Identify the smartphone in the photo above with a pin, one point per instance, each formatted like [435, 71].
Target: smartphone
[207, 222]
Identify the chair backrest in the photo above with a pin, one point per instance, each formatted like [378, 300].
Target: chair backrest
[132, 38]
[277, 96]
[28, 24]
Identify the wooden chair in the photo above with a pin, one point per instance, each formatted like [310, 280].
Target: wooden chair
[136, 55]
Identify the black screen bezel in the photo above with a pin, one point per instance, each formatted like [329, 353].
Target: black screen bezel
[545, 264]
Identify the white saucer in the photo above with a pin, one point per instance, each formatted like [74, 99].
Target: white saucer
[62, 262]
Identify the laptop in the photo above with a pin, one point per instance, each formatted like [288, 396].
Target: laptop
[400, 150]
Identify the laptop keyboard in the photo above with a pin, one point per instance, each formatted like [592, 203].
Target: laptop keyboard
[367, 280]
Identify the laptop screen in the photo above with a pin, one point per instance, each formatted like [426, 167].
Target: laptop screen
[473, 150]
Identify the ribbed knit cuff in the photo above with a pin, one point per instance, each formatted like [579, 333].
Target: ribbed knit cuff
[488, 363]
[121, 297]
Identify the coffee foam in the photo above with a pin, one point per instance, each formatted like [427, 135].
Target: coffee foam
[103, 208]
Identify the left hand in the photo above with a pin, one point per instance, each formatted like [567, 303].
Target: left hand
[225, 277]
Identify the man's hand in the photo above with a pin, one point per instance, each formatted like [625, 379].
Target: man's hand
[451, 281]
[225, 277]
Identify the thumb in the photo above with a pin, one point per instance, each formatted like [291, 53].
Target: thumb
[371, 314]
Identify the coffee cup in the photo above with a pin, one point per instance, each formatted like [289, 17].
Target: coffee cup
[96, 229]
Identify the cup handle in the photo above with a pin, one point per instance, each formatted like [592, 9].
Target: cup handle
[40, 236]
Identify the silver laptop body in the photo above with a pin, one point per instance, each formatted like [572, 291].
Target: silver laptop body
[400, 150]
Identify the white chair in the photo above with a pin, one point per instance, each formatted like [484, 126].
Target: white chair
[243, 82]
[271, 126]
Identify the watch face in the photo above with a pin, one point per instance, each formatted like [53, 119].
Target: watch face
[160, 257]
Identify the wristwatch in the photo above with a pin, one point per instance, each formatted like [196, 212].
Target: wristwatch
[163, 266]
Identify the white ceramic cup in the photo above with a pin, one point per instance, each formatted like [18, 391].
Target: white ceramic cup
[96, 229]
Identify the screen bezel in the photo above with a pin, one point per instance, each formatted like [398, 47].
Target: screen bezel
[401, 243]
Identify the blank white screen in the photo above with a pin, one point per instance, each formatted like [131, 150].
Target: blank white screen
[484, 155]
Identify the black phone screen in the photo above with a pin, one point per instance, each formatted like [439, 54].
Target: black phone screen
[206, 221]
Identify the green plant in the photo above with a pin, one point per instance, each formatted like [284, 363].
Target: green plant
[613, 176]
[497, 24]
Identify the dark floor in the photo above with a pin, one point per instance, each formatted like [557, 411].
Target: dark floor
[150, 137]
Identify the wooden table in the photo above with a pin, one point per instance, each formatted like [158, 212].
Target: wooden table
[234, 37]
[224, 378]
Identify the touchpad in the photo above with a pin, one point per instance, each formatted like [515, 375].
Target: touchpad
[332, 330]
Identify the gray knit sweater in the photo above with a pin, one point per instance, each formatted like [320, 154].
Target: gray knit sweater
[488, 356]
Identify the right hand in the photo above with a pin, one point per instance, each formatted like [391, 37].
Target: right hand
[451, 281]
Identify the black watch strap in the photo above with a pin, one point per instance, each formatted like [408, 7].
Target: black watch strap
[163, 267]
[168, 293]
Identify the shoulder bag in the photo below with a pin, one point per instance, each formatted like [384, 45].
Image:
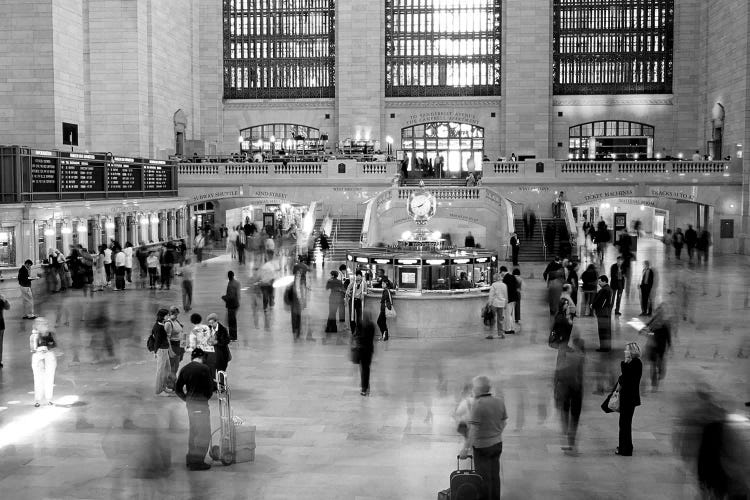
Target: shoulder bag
[390, 312]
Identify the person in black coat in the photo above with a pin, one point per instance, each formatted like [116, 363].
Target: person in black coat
[630, 396]
[221, 347]
[364, 341]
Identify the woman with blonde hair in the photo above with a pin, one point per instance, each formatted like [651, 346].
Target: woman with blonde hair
[630, 396]
[43, 360]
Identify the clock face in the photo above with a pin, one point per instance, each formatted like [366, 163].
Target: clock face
[421, 205]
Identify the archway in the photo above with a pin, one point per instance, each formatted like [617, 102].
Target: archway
[448, 149]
------------------------------------------------------------------------
* _EXERCISE REQUIREMENTS_
Beginning with the line that holds "Identify the green", output each line to the end of the material above, exactly, omitting the pictures.

* _THE REPLY_
Identify the green plant in the photo above with a pin, one point per instance, each formatted like [284, 363].
Target: green plant
[613, 176]
[497, 24]
Identify the dark floor in the photo above with a pin, one point per instance, each formatted like [557, 411].
Target: dark floor
[150, 137]
Identify the wooden table in the photo above with a pin, one point per instance, each formatted like [158, 212].
Target: wooden table
[234, 37]
[224, 378]
Identify the touchpad in the photo above with a pin, one point per instance, each formatted like [515, 375].
Target: touchpad
[332, 330]
Identify the gray knit sweater in the photo above with a pin, one point per instance, each formatted like [320, 154].
Target: gray knit sweater
[488, 356]
Identify the right hand in the photo above with a pin, one point per instance, each formatted like [391, 37].
Target: right hand
[451, 281]
Identify the black watch strap in the photo above with a pin, one point per instance, each formatted like [408, 7].
Target: black watch strap
[163, 267]
[168, 293]
Identify the shoulder bag in the photo below with a pin, one point per instance, each formatted like [384, 45].
Image:
Target: shoulder bag
[390, 312]
Identify the person in black coat in the photo above with a pin, one point per instance, each formatted like [116, 363].
Target: person in black coat
[630, 396]
[221, 347]
[364, 341]
Identify the woman with blonde hair in the photo above with a pin, one point per instance, each formatted like [651, 346].
Target: woman with blonde hair
[630, 396]
[43, 360]
Identify the clock face in the photo above with a pin, one point per instance, each formatted like [366, 163].
Target: clock face
[421, 205]
Identify the archway in the photo above with a pin, one point per instance, each formatted like [617, 102].
Target: archway
[448, 149]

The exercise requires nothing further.